WHAT YOU NEED TO DO:
1 - In the album article, what children's book is The Desaturating Seven based on?
2 - Print the stretch of the album article from "The album has" through "(1981), is evident.".
3 - Proceed with the article on the Primus album The Desaturating Seven, picking up after its final sentence.

PROVIDED PASSAGE:
======

Studio album by Primus
- Released: September 29, 2017
- Recorded: Rancho Relaxo, CA
- Genre: Progressive rock
- Length: 34:38
- Label: ATO, Prawn Song
- Producer: Les Claypool

Primus chronology
| Primus & the Chocolate Factory with the Fungi Ensemble (2014) | The Desaturating Seven (2017) | Conspiranoid (2022) |

= The Desaturating Seven =

The Desaturating Seven is the ninth studio album by American rock group Primus, released on September 29, 2017. It is the band's first album of original material since 2011's Green Naugahyde, and is the only LP featuring original material written with drummer Tim Alexander since 1995's Tales from the Punchbowl. It was also his final album with the band.

==Background and composition==

The Desaturating Seven is a concept album based on the 1978 children's book The Rainbow Goblins, by Ul de Rico. Band leader Les Claypool used to read the book to his children when they were younger; the bassist was fascinated and inspired by the book's vibrant artwork and use of colors. Claypool always felt the book's story would make a fascinating musical project, and eventually approached his fellow band members about recording original music based on the story of the book. This is the second Primus album based on a movie or book, the first being the 2014 album, Primus & the Chocolate Factory with the Fungi Ensemble, and is their shortest full-length album to date.

The album has been noted as a stylistic change for Primus, exploring more traditional aspects of progressive rock than their previous releases. The influence of King Crimson, especially the album Discipline (1981), is evident.

======

EXTRACTED MATERIAL:
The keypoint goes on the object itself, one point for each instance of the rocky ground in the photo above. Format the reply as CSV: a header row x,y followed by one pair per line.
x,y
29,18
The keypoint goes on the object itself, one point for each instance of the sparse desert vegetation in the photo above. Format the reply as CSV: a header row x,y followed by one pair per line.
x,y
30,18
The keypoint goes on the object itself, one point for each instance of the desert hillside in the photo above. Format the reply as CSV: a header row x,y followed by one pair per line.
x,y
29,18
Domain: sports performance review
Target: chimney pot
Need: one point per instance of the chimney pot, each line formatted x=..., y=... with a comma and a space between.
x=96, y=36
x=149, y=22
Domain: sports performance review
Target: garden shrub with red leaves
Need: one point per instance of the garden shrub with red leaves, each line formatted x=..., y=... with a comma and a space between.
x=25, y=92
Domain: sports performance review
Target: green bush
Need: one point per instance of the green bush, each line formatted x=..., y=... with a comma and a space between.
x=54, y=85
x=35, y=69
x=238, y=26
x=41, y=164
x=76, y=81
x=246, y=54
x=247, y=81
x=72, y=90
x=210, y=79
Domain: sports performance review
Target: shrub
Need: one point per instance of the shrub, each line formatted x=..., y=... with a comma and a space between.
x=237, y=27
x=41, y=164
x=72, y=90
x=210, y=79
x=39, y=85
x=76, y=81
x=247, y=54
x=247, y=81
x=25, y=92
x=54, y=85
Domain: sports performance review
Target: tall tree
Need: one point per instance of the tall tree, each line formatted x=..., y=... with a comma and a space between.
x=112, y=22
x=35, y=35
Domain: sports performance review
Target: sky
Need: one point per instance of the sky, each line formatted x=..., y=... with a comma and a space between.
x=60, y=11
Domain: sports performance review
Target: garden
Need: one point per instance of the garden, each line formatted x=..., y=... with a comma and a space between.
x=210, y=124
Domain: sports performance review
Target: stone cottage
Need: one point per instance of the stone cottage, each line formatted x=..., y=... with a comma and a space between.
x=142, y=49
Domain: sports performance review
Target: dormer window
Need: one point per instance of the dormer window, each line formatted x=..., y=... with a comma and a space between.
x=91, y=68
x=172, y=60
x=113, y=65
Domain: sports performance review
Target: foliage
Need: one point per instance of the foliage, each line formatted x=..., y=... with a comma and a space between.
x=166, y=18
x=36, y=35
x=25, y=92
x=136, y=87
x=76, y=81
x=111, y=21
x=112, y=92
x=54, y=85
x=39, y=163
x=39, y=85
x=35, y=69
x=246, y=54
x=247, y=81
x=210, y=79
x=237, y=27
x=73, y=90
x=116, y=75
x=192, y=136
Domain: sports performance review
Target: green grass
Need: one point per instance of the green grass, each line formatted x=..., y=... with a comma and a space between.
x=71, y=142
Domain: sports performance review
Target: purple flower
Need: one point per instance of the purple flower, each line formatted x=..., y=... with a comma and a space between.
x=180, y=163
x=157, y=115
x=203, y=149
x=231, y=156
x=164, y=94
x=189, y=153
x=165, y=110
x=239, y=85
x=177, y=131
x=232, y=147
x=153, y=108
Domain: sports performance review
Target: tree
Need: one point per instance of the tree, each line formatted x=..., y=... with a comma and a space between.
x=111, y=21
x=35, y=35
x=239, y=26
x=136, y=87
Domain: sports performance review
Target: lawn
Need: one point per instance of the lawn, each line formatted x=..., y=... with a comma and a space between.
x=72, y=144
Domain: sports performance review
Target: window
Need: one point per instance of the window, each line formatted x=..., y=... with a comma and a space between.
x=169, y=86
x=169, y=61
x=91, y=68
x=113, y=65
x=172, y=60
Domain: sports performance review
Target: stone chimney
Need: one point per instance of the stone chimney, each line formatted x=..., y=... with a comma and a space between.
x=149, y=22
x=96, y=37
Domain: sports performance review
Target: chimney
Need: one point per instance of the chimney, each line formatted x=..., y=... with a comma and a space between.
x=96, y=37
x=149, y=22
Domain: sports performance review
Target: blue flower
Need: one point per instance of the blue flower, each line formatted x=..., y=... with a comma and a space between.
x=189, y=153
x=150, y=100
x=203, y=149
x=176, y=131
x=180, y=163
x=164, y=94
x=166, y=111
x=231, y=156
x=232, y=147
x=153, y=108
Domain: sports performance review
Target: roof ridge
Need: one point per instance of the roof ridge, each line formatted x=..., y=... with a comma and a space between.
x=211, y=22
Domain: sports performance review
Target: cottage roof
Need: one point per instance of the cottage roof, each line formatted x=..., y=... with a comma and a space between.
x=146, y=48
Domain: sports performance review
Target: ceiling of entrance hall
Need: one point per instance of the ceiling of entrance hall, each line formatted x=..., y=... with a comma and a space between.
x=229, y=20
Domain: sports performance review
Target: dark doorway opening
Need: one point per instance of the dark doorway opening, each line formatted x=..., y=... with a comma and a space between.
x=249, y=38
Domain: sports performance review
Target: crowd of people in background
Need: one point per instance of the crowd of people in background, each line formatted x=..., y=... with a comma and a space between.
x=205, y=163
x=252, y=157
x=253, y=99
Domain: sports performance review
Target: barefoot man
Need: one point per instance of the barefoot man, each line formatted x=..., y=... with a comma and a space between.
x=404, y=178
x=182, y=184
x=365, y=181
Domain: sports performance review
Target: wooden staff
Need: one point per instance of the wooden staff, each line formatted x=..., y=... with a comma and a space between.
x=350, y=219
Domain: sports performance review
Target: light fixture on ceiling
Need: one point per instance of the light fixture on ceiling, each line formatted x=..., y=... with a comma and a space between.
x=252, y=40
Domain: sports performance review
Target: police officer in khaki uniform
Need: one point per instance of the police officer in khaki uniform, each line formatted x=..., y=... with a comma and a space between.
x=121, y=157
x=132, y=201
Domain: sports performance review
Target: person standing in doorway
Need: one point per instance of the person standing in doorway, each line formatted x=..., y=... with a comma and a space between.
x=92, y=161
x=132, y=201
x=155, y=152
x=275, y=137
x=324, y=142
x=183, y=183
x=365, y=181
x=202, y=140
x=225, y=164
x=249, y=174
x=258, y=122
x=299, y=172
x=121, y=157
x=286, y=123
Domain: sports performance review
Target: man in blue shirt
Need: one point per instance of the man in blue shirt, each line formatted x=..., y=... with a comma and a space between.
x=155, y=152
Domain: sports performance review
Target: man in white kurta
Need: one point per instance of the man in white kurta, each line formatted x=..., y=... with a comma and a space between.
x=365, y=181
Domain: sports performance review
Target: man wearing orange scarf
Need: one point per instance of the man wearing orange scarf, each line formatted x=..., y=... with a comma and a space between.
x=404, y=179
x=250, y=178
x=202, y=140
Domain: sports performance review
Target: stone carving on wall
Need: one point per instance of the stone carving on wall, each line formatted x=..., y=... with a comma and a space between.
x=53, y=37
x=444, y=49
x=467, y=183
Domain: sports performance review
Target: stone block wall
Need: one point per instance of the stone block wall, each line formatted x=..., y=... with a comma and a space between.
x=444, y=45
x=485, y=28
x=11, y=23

======

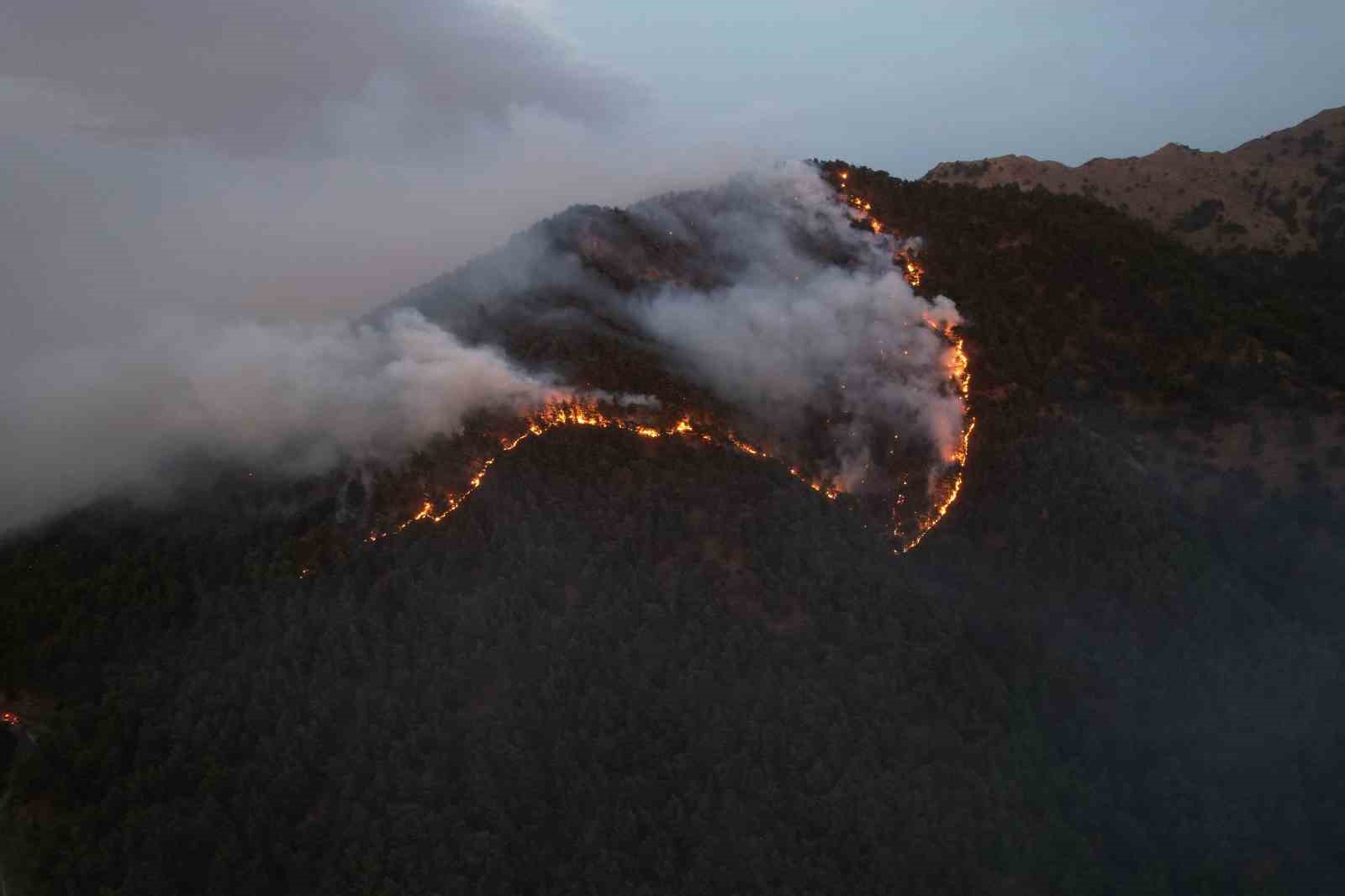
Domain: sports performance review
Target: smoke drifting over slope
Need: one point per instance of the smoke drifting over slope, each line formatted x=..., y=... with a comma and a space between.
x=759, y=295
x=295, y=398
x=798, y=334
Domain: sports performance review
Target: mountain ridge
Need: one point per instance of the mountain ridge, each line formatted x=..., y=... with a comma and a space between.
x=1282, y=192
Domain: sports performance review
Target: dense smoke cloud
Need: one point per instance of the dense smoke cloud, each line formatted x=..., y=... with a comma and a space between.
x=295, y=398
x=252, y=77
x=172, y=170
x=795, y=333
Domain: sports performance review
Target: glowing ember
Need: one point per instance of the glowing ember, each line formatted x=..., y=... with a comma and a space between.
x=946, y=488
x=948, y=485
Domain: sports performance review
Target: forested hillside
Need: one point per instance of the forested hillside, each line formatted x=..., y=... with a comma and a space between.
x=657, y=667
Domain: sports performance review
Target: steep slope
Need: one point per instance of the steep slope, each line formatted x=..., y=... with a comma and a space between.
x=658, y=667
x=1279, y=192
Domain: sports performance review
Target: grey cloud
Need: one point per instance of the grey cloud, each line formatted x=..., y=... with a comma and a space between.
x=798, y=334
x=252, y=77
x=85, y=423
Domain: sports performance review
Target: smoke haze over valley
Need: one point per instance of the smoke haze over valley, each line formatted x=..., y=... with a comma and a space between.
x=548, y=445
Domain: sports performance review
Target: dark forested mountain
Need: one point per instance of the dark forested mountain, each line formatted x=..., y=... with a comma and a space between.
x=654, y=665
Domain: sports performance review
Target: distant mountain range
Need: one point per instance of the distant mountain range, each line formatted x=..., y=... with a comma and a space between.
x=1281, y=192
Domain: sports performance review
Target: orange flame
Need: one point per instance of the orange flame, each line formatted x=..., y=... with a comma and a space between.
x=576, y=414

======

RESPONSES TO THE TASKS:
1 - The 1978 children's book The Rainbow Goblins, by Ul de Rico.

2 -
The album has been noted as a stylistic change for Primus, exploring more traditional aspects of progressive rock than their previous releases. The influence of King Crimson, especially the album Discipline (1981), is evident.

3 -
===Plot synopsis===
The album tells a story of a land terrorized by seven goblins - named after the seven colors of the rainbow - who feed on color and continue to consume all rainbows they can find; the only place safe from them is The Valley of the Rainbow ("The Valley", "The Seven"). The goblins set out to feast on the remaining rainbows in the valley ("The Trek"), but the promise of the prey turns them against one another ("The Scheme") and drives them gradually insane ("The Dream"). Arriving to The Valley, they try to capture the rainbows, but the colors evade them, and a sudden rainstorm washes them all away ("The Storm", "The Ends?").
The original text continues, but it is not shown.